Exercise requirements — All records below are to be set down precisely as written, excluding pictures.

Segmentation mask data
┌──
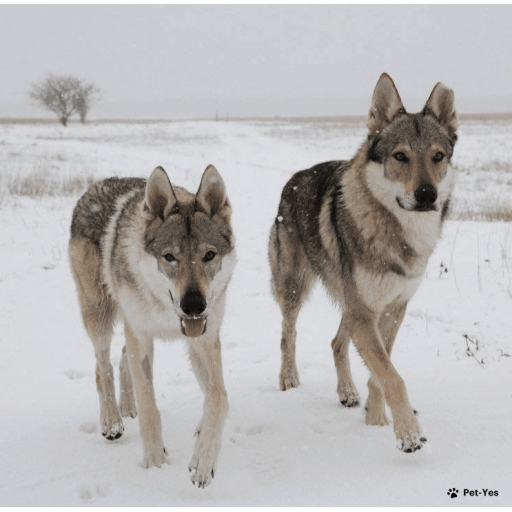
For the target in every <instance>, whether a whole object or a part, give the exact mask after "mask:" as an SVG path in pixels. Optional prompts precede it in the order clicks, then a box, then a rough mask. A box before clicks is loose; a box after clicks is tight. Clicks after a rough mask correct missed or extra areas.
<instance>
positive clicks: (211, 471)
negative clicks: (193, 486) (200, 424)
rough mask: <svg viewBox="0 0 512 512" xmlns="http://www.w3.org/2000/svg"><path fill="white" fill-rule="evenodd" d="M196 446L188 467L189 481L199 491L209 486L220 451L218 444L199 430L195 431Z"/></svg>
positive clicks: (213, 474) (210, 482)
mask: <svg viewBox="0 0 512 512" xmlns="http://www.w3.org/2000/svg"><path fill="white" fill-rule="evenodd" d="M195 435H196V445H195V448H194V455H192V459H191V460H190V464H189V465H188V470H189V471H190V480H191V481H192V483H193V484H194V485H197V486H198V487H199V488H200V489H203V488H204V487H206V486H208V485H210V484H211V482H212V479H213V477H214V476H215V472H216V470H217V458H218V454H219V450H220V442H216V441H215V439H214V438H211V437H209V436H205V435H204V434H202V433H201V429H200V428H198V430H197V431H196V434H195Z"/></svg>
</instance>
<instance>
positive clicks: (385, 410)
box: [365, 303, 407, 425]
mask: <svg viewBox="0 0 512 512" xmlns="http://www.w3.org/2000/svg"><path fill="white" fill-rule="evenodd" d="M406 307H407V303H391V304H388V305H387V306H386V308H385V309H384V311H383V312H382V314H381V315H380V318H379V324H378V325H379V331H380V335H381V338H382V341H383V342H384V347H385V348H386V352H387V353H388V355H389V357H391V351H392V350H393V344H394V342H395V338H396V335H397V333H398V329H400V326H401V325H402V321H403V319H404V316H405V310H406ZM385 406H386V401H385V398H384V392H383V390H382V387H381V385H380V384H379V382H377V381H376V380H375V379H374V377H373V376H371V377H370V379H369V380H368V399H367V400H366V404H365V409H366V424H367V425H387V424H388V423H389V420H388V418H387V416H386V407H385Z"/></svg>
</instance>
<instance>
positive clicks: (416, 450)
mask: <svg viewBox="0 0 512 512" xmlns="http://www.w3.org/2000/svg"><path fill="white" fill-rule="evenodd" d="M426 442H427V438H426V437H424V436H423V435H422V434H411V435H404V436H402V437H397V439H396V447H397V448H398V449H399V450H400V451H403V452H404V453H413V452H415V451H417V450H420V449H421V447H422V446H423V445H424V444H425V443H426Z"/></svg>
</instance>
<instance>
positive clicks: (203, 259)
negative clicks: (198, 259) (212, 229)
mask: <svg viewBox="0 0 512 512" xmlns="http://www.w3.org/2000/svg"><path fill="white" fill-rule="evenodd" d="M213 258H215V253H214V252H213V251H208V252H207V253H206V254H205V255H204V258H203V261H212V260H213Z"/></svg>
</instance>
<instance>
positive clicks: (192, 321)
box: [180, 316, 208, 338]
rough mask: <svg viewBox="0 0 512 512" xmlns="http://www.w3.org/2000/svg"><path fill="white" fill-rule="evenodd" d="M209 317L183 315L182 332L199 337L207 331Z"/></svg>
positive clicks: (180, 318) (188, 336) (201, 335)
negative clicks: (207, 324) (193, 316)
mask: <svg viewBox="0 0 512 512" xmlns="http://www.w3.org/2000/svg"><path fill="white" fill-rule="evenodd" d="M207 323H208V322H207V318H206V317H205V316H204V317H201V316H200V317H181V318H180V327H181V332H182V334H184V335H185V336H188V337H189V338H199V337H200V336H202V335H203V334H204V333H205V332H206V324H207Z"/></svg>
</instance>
└──
Solved exercise —
For the target in every <instance>, whether a whole object or a part, give the exact mask after "mask:" as an SVG path in pixels. Optional prompts precede it in the order clicks, then a box, then a rough mask. A box before clicks is loose; a box after clicks is tight. Clicks after a rough mask correct missed or extra areas.
<instance>
positive clicks: (211, 471)
negative clicks: (193, 486) (200, 424)
rough mask: <svg viewBox="0 0 512 512" xmlns="http://www.w3.org/2000/svg"><path fill="white" fill-rule="evenodd" d="M196 446L188 467L189 481L199 491L209 486L220 451L218 444L199 430L195 431Z"/></svg>
positive clicks: (213, 474) (210, 482)
mask: <svg viewBox="0 0 512 512" xmlns="http://www.w3.org/2000/svg"><path fill="white" fill-rule="evenodd" d="M195 435H196V445H195V448H194V455H192V459H191V460H190V464H189V465H188V470H189V471H190V480H191V481H192V483H193V484H194V485H197V486H198V487H199V488H200V489H203V488H204V487H206V486H208V485H210V484H211V482H212V479H213V477H214V476H215V472H216V470H217V458H218V454H219V450H220V442H216V441H215V439H214V438H211V437H209V436H205V435H204V434H202V433H201V429H200V428H198V430H197V431H196V434H195Z"/></svg>
</instance>
<instance>
positive clicks: (385, 410)
box: [365, 303, 407, 425]
mask: <svg viewBox="0 0 512 512" xmlns="http://www.w3.org/2000/svg"><path fill="white" fill-rule="evenodd" d="M406 307H407V303H391V304H388V305H387V306H386V308H385V309H384V311H383V312H382V314H381V315H380V318H379V324H378V325H379V331H380V335H381V338H382V341H383V342H384V347H385V348H386V352H387V353H388V355H389V357H391V351H392V350H393V344H394V342H395V338H396V335H397V333H398V329H400V326H401V325H402V321H403V319H404V316H405V310H406ZM385 406H386V401H385V398H384V392H383V390H382V387H381V385H380V384H379V382H377V381H376V380H375V379H374V377H373V376H371V377H370V379H369V380H368V399H367V400H366V404H365V409H366V424H367V425H387V424H388V423H389V420H388V418H387V416H386V407H385Z"/></svg>
</instance>
<instance>
positive clicks: (416, 450)
mask: <svg viewBox="0 0 512 512" xmlns="http://www.w3.org/2000/svg"><path fill="white" fill-rule="evenodd" d="M426 442H427V438H426V437H424V436H423V435H422V434H411V435H404V436H402V437H397V439H396V447H397V448H398V449H399V450H400V451H403V452H404V453H413V452H415V451H417V450H420V449H421V447H422V446H423V445H424V444H425V443H426Z"/></svg>
</instance>
<instance>
positive clicks: (203, 259)
negative clicks: (198, 259) (212, 229)
mask: <svg viewBox="0 0 512 512" xmlns="http://www.w3.org/2000/svg"><path fill="white" fill-rule="evenodd" d="M213 258H215V253H214V252H213V251H208V252H207V253H206V254H205V255H204V258H203V261H212V260H213Z"/></svg>
</instance>
<instance>
positive clicks: (192, 321)
box: [180, 316, 208, 338]
rough mask: <svg viewBox="0 0 512 512" xmlns="http://www.w3.org/2000/svg"><path fill="white" fill-rule="evenodd" d="M209 317L183 315L182 332L199 337L207 331Z"/></svg>
positive clicks: (180, 318) (188, 336) (201, 335)
negative clicks: (207, 324) (193, 316)
mask: <svg viewBox="0 0 512 512" xmlns="http://www.w3.org/2000/svg"><path fill="white" fill-rule="evenodd" d="M207 323H208V322H207V318H206V317H205V316H204V317H201V316H200V317H181V318H180V327H181V332H182V334H184V335H185V336H188V337H189V338H199V337H200V336H202V335H203V334H204V333H205V332H206V324H207Z"/></svg>
</instance>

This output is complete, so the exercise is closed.